▸ **Work request**:
Whenever a line below includes the string "canopy", show it.

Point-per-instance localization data
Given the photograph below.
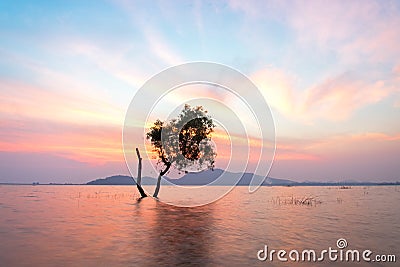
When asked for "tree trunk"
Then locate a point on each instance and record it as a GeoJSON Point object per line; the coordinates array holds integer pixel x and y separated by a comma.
{"type": "Point", "coordinates": [139, 178]}
{"type": "Point", "coordinates": [159, 179]}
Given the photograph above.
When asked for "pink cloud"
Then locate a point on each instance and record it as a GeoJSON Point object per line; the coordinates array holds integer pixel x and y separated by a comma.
{"type": "Point", "coordinates": [334, 99]}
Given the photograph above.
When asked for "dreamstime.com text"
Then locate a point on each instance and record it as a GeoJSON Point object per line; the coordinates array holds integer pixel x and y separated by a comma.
{"type": "Point", "coordinates": [338, 253]}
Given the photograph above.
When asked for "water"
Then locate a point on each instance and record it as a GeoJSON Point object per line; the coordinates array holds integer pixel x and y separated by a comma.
{"type": "Point", "coordinates": [107, 226]}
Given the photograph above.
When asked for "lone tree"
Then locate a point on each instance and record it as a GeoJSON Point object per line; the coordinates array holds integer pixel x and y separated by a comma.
{"type": "Point", "coordinates": [184, 142]}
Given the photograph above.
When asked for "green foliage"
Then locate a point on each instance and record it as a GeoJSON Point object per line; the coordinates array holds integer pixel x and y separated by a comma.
{"type": "Point", "coordinates": [186, 141]}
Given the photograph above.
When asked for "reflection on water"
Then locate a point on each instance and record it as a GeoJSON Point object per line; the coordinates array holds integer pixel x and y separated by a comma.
{"type": "Point", "coordinates": [107, 226]}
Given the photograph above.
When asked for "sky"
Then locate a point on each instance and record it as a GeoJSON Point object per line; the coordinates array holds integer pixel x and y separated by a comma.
{"type": "Point", "coordinates": [330, 71]}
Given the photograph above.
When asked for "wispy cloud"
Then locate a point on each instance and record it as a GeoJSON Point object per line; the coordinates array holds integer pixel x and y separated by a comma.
{"type": "Point", "coordinates": [334, 99]}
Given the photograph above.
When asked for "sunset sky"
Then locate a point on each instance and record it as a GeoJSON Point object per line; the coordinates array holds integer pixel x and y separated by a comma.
{"type": "Point", "coordinates": [330, 71]}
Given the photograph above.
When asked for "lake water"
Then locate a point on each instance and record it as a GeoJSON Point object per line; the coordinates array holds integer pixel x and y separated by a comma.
{"type": "Point", "coordinates": [107, 226]}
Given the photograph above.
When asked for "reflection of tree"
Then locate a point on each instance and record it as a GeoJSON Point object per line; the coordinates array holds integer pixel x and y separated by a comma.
{"type": "Point", "coordinates": [182, 236]}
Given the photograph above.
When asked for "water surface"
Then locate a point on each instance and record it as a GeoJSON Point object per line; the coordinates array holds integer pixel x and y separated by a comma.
{"type": "Point", "coordinates": [107, 226]}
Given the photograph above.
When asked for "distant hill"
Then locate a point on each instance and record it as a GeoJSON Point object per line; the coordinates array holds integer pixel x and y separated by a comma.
{"type": "Point", "coordinates": [199, 178]}
{"type": "Point", "coordinates": [208, 176]}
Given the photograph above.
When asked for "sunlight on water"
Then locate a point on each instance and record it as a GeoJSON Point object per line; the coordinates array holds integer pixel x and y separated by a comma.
{"type": "Point", "coordinates": [107, 226]}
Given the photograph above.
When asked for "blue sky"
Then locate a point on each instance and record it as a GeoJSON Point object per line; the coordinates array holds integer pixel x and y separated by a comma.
{"type": "Point", "coordinates": [329, 71]}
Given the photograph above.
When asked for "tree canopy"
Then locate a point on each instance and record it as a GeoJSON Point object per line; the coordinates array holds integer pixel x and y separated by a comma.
{"type": "Point", "coordinates": [184, 142]}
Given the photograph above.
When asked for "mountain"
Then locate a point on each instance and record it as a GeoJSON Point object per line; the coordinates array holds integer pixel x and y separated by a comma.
{"type": "Point", "coordinates": [199, 178]}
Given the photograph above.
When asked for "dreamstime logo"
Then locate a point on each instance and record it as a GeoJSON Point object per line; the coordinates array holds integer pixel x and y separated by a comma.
{"type": "Point", "coordinates": [331, 254]}
{"type": "Point", "coordinates": [244, 137]}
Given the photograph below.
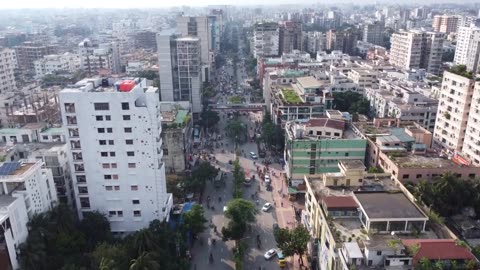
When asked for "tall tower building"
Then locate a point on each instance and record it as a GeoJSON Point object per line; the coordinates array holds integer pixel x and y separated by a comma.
{"type": "Point", "coordinates": [373, 33]}
{"type": "Point", "coordinates": [266, 39]}
{"type": "Point", "coordinates": [199, 27]}
{"type": "Point", "coordinates": [417, 49]}
{"type": "Point", "coordinates": [290, 36]}
{"type": "Point", "coordinates": [180, 70]}
{"type": "Point", "coordinates": [7, 67]}
{"type": "Point", "coordinates": [445, 23]}
{"type": "Point", "coordinates": [113, 132]}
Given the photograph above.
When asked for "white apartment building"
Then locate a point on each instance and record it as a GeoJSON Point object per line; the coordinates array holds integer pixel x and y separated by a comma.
{"type": "Point", "coordinates": [471, 145]}
{"type": "Point", "coordinates": [113, 130]}
{"type": "Point", "coordinates": [417, 49]}
{"type": "Point", "coordinates": [445, 23]}
{"type": "Point", "coordinates": [7, 67]}
{"type": "Point", "coordinates": [404, 103]}
{"type": "Point", "coordinates": [373, 33]}
{"type": "Point", "coordinates": [464, 50]}
{"type": "Point", "coordinates": [201, 28]}
{"type": "Point", "coordinates": [456, 97]}
{"type": "Point", "coordinates": [51, 64]}
{"type": "Point", "coordinates": [363, 77]}
{"type": "Point", "coordinates": [180, 73]}
{"type": "Point", "coordinates": [266, 39]}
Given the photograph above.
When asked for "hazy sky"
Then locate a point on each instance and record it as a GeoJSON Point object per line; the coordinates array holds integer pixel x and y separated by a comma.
{"type": "Point", "coordinates": [8, 4]}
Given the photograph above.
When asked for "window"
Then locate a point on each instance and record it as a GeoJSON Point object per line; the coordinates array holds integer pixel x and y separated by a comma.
{"type": "Point", "coordinates": [101, 106]}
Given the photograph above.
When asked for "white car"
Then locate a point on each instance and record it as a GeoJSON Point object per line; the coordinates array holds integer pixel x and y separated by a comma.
{"type": "Point", "coordinates": [269, 254]}
{"type": "Point", "coordinates": [266, 207]}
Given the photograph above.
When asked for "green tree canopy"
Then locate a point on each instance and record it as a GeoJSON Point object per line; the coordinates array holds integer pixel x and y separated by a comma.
{"type": "Point", "coordinates": [293, 241]}
{"type": "Point", "coordinates": [194, 220]}
{"type": "Point", "coordinates": [241, 213]}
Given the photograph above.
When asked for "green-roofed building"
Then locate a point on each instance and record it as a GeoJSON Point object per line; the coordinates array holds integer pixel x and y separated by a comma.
{"type": "Point", "coordinates": [317, 145]}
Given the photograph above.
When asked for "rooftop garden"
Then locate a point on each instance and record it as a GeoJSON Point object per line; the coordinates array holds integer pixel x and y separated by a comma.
{"type": "Point", "coordinates": [462, 71]}
{"type": "Point", "coordinates": [237, 99]}
{"type": "Point", "coordinates": [290, 96]}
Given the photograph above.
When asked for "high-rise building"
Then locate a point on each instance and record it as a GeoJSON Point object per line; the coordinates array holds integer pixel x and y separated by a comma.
{"type": "Point", "coordinates": [467, 50]}
{"type": "Point", "coordinates": [417, 49]}
{"type": "Point", "coordinates": [96, 58]}
{"type": "Point", "coordinates": [290, 36]}
{"type": "Point", "coordinates": [199, 27]}
{"type": "Point", "coordinates": [28, 52]}
{"type": "Point", "coordinates": [146, 40]}
{"type": "Point", "coordinates": [266, 39]}
{"type": "Point", "coordinates": [180, 70]}
{"type": "Point", "coordinates": [50, 64]}
{"type": "Point", "coordinates": [453, 110]}
{"type": "Point", "coordinates": [373, 33]}
{"type": "Point", "coordinates": [113, 130]}
{"type": "Point", "coordinates": [345, 40]}
{"type": "Point", "coordinates": [445, 23]}
{"type": "Point", "coordinates": [7, 67]}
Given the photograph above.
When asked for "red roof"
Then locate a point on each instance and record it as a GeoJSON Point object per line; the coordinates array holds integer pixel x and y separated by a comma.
{"type": "Point", "coordinates": [439, 249]}
{"type": "Point", "coordinates": [340, 202]}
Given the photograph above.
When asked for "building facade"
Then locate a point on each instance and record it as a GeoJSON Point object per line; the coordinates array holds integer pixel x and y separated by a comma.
{"type": "Point", "coordinates": [180, 70]}
{"type": "Point", "coordinates": [416, 49]}
{"type": "Point", "coordinates": [113, 130]}
{"type": "Point", "coordinates": [266, 39]}
{"type": "Point", "coordinates": [445, 23]}
{"type": "Point", "coordinates": [7, 68]}
{"type": "Point", "coordinates": [373, 33]}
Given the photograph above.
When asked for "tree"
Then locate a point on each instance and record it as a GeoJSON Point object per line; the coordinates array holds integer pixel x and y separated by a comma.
{"type": "Point", "coordinates": [236, 131]}
{"type": "Point", "coordinates": [194, 220]}
{"type": "Point", "coordinates": [96, 228]}
{"type": "Point", "coordinates": [209, 118]}
{"type": "Point", "coordinates": [145, 261]}
{"type": "Point", "coordinates": [143, 241]}
{"type": "Point", "coordinates": [241, 213]}
{"type": "Point", "coordinates": [293, 241]}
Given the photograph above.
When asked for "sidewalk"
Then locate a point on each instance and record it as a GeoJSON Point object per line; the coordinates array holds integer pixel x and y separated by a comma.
{"type": "Point", "coordinates": [285, 213]}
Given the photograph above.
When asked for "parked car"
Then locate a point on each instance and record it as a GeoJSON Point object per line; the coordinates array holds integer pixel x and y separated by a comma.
{"type": "Point", "coordinates": [270, 254]}
{"type": "Point", "coordinates": [266, 207]}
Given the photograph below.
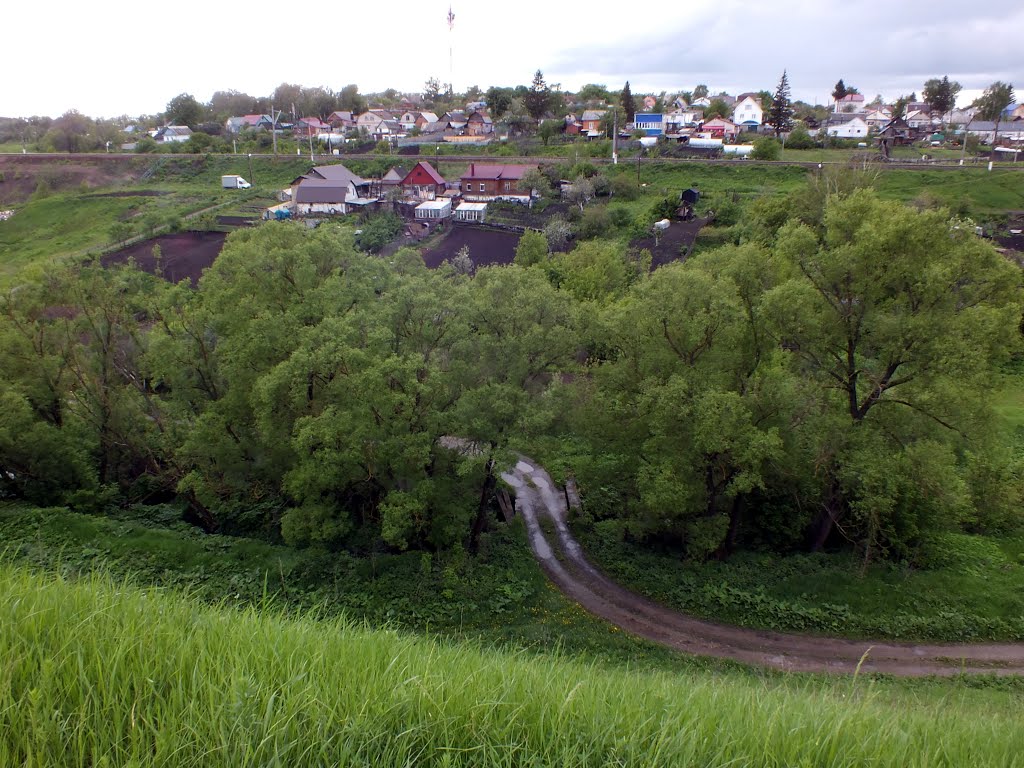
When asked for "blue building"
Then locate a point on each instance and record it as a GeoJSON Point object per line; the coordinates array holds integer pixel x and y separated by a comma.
{"type": "Point", "coordinates": [651, 125]}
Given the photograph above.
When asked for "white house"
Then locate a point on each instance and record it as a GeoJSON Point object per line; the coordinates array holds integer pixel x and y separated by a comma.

▸ **Task result**:
When asked for "tree canopy"
When asked for "green tree canopy"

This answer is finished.